**What you need to do**: Return the lines of the data below verbatim, starting at the line that contains "Query: car side mirror" and continuing through the last line of the data, both included.
## start Dataset entries
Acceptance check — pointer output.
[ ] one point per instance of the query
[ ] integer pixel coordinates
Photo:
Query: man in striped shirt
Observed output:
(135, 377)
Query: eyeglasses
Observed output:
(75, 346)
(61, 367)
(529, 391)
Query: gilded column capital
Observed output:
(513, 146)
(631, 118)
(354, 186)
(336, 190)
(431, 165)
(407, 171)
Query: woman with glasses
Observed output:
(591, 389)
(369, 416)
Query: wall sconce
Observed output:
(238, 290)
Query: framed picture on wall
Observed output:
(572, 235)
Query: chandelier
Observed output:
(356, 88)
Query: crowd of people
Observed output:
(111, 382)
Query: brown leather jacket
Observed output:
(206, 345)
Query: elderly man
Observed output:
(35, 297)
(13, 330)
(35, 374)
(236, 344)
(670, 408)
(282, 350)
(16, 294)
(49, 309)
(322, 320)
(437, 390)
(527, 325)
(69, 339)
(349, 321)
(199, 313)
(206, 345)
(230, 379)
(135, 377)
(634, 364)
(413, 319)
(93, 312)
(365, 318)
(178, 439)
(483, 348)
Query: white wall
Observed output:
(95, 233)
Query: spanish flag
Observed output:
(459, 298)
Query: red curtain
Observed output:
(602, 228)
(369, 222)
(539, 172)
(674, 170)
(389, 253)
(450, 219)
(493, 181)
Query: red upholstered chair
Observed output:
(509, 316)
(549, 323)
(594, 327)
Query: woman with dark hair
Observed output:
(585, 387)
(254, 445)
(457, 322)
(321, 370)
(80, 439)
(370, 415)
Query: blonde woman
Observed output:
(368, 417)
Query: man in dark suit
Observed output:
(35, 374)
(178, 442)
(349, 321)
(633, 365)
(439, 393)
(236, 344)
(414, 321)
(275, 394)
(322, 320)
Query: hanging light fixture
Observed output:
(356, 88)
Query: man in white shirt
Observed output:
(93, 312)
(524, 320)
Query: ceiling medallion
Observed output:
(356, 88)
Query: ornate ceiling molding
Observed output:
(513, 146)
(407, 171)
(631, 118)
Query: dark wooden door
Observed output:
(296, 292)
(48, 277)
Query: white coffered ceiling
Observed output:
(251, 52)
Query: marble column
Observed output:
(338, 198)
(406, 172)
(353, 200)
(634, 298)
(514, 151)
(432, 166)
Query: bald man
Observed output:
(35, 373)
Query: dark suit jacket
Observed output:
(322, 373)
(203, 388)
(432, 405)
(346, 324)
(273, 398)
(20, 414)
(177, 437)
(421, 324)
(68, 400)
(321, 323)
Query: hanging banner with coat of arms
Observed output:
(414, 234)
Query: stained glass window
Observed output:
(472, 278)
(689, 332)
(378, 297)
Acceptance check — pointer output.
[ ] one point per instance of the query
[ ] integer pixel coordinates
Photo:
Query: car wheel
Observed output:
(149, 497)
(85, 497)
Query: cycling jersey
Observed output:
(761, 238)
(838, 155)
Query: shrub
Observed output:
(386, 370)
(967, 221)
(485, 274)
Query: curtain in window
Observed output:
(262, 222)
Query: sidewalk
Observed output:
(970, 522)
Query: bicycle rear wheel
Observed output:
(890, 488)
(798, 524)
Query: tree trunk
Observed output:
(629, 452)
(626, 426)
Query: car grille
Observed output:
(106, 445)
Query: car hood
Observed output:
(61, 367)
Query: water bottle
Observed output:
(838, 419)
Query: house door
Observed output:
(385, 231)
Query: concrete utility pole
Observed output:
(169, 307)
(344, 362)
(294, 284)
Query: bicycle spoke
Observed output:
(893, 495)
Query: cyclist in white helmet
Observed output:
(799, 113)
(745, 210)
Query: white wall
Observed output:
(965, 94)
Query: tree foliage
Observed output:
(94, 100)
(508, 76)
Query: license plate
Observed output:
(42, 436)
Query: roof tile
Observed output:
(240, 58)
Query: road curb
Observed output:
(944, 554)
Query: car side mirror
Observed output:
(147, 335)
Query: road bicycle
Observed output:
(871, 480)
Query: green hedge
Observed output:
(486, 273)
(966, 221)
## end Dataset entries
**Answer to the task**:
Query: car side mirror
Observed output:
(147, 335)
Query: road bicycle
Observed output:
(871, 480)
Query: green hedge
Observed output:
(486, 273)
(966, 221)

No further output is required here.